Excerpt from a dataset
* * * * * * * * *

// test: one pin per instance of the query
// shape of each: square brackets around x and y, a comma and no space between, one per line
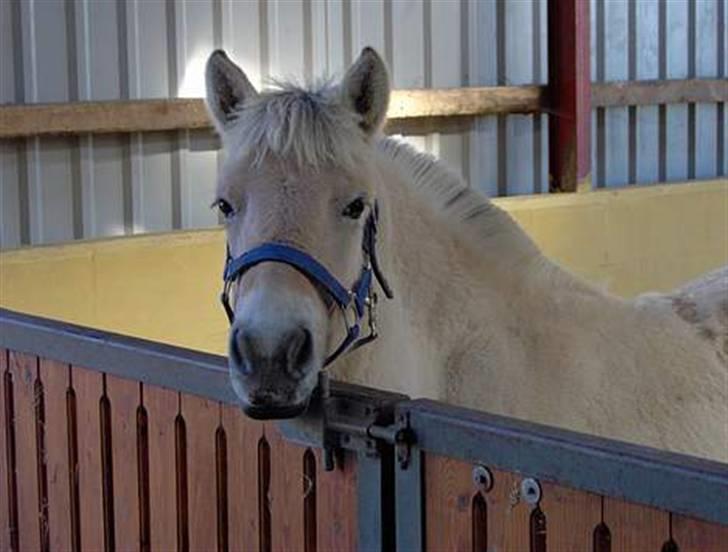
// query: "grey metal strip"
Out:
[369,502]
[409,509]
[674,482]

* * * * * * * * *

*What you need to do*
Each record must be quoted in full and exactly. Do not include the pictures.

*Final result*
// test: one pin per instance of the query
// shape of each: square brackets around x and y, a comma and no space between, one per line
// query: "grey metal strip"
Out:
[369,502]
[409,509]
[674,482]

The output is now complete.